• REQUIRED WORK
A: From the article on the Lanka-Iran commission talks, reproduce the passage starting with "Expanding the level" and going on through "position as well.".
B: Resume the article on the Sri Lanka-Iran economic talks from the point where it stops.

• TEXT SEGMENT
>> START

11th Lanka-Iran JCEC talks start in Colombo
Iran looking to improve political and economic ties with SL
SL ready to revisit PTA
Uma Oya and other Iranian projects going ahead
By Himal Kotelawala
In its first bilateral talks with Sri Lanka since the lifting of international sanctions in January this year, the Government of Iran yesterday called for improved engagement with Sri Lanka in political, economic and cultural spheres, with private sector participation as an added bonus. Sri Lanka, in turn, responded enthusiastically, expressing its willingness to revisit the understanding on the Preferential Trade Agreement of 2004.
Speaking at the 11th meeting of the Joint Commission for Economic Cooperation (JCEC) between Sri Lanka and Iran yesterday, Iranian Minister of Energy Hamid Chithian, who led a high-level delegation that included key public officials, said that conditions in the international arena were now favourable for improved bilateral relations and attractive to entrepreneurs.
“Iran and its new international atmosphere with respect to resolving Iran’s sanctions is completely ready to boost bilateral commercial relations and would like to increase the level of cooperation with Sri Lanka more than ever,” said Chitchian.
“I hope the Governments of Iran and Sri Lanka together signing various MoUs could provide suitable opportunities for protecting their private sectors as well,” he added.
Expanding the level of political, economic and cultural relations between Iran and Sri Lanka is “one of the most important goals” of the Iranian Government, said Chitchian.
The Government of Iran has in fact given special attention to all Asian countries, he said, adding that Sri Lanka enjoys a special position as well.
“Cooperation and relations between Sri Lanka and foreign policy of Iran must be promoted through bilateral relations particularly in economic, energy, commercial, tourism, training, and health sectors. I myself as the Chairman of Iranian Joint Economic Commission believe that such a momentous goal requires greater use of all available capacities along with the practical implementation of the articles of the MoUs between the two sides,” he explained.
Iran is currently carrying out two major projects in Sri Lanka: the Uma Oya Multipurpose Project and the electrification of 1000 Lankan villages. The Energy Minister assured the gathering that any complications with these Iranian backed development initiatives have been resolved by officials of both countries and by the two Iranian companies FARAB and SUNIR and all aspects of the programme are now moving ahead.
“The ceaseless efforts of officials from both countries helped get things moving. I hope the implementation of these projects will help improve the quality of life of the people of Sri Lanka,” said Chitchian.
The electrification project also carried out with the assistance of Iran is due to be finished soon, with 90% target within reach, he added.

>> END

• SUPPLIED ENTRIES
>> START

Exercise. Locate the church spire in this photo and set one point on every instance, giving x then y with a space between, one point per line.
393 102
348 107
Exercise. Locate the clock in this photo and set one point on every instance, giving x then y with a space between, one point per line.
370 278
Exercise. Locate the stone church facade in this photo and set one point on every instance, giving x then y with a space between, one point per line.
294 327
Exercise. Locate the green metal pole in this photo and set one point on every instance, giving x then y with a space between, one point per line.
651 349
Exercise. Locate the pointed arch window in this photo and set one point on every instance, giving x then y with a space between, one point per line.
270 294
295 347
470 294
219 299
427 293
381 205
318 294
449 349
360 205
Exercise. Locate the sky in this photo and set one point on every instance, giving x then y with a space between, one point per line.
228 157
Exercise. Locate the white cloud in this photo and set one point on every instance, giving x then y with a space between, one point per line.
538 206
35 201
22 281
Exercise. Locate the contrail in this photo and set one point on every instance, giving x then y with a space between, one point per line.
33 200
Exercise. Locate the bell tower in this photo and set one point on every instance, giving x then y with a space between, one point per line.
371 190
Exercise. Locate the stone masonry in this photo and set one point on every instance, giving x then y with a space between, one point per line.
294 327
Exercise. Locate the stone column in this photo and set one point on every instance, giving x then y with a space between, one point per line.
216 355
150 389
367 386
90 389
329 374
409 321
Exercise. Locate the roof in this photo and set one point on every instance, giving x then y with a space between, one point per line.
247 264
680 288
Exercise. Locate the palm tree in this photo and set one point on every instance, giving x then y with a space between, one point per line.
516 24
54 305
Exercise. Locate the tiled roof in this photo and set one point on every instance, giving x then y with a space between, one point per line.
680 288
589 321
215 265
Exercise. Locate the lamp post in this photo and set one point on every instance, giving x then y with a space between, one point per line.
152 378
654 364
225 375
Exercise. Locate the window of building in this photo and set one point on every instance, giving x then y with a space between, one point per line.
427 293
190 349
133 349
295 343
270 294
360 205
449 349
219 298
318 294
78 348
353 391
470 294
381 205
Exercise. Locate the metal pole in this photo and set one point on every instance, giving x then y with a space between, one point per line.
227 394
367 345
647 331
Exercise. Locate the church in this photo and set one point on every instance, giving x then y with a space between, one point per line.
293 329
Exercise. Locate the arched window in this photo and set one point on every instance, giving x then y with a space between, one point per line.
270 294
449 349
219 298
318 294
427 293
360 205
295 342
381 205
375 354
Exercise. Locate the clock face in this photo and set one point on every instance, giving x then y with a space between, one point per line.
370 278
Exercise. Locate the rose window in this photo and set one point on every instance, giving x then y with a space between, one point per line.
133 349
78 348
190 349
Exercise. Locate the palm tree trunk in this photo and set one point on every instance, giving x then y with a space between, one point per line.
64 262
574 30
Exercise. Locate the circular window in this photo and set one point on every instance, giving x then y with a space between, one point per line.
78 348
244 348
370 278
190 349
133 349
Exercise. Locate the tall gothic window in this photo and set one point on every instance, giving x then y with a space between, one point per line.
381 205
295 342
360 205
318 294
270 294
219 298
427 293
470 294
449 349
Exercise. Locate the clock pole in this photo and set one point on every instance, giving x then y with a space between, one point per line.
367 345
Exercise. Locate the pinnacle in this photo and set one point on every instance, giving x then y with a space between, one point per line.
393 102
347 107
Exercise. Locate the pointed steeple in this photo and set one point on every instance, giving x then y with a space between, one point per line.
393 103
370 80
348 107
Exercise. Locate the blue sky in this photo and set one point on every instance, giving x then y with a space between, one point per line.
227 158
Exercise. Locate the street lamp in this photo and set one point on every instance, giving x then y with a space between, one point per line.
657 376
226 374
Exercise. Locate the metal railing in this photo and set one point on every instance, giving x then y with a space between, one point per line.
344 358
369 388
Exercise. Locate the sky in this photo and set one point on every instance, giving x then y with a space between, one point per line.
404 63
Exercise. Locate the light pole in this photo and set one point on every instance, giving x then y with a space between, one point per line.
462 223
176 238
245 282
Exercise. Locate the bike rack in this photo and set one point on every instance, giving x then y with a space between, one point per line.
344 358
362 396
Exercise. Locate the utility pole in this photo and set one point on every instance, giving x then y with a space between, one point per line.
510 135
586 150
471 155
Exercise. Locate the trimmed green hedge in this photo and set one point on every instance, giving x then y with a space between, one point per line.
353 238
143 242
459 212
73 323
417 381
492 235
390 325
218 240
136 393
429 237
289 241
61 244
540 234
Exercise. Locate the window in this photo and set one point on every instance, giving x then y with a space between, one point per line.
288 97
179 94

>> END

• RESULTS OF THE EXERCISE
A:
Expanding the level of political, economic and cultural relations between Iran and Sri Lanka is “one of the most important goals” of the Iranian Government, said Chitchian.
The Government of Iran has in fact given special attention to all Asian countries, he said, adding that Sri Lanka enjoys a special position as well.

B:
“We consider these two big projects the very first stepping stone of our cooperation and we hope to have bigger projects for an effective cooperation between the two nations,” said Chitchian.
Calling on both Sri Lankan and Iranian officials to ensure the timely completion of the projects, the Iranian Energy Minister emphasised the need for regular reports on their status.
“Due to the importance of accuracy and the timely implementation of the projects, I ask the executives to continue to report the work progress, phase by phase, in order to take any action in case there are any gaps or delays in the progress,” he said.
Minister Chitchian headed a delegation comprising Iranian officials from the Ministries of Energy, Foreign Affairs and Oil and from other state organisations.
The Sri Lankan delegation was headed by Minister of Industry and Commerce Rishad Bathiudeen and comprised officials from his and other ministries that included Foreign Affairs, Finance, Power and Renewable Energy, Petroleum Resources Development, Science, Technology and Research, Higher Education, Health, City Planning and Water Supplying. Several line agencies such as the EDB, BOI, the Sri Lanka Tea Board, the Gems and Jewellery Authority, the TRC, Bank of Ceylon and the Central Bank also participated.
Minister Bathiudeen who also spoke at the event emphasised the unrealised trade potentials between both countries and the importance of trade with post-sanctions Iran for Sri Lanka. “This joint bilateral session meeting takes place today as both countries by themselves are experiencing, historic new beginnings. The Unity Government is expected to power Sri Lanka’s next stage of economic development by introducing major reforms across many sectors. As for Iran, lifting of sanctions and new governance initiatives such as transparency in the country has brought in a fresh beginning and a historic turn for the people of Iran. Our two countries are maintaining longstanding relations in many aspects,” he said.
In the recent past, trade and economic activities have slowed between the two countries due to various external pressures, said Bathiudeen, adding that since the lifting of sanctions on Iran, the JCEC has become an ideal platform to refresh and recommence bilateral cooperation and identify new opportunities in diverse fields.
“The balance of trade between the two countries has heavily and continuously been in favour of Iran over the years and after 2013, it has changed in favour of Sri Lanka. We still stand much below the real potential in our bilateral trade. Also, though trade between Sri Lanka and Iran continues to show a positive trend, it is not a steady growth trend and there is room for strengthening it,” he said.
Total rrade between the two countries surpassed $1 billion in 2008 for the first time, recalled Minister Bathiudeen. It then exceeded $1.6 billion in 2011 and in 2012 slowed down to $ 858 million. It further decreased to $ 162 m in 2015 due to unconditional decrease of imports from Iran, especially on importation of petroleum oil. The major Sri Lankan product in the exports of Iran is tea, taking 83% of the total exports in 2015. Other Lankan exports to Iran are coconuts, coco peat and fibre, and industrial gloves.
“I believe that today the two parties could explore and identify ways and means for product diversification to exploit our trade potentials fully. I note that the finalised preferential trade agreement in 2004 has not been implemented due to various reasons and I am confident today’s session is the opportunity to re-visit and take appropriate decisions having taken to consideration of present trading patterns and global trade conditions,” he said.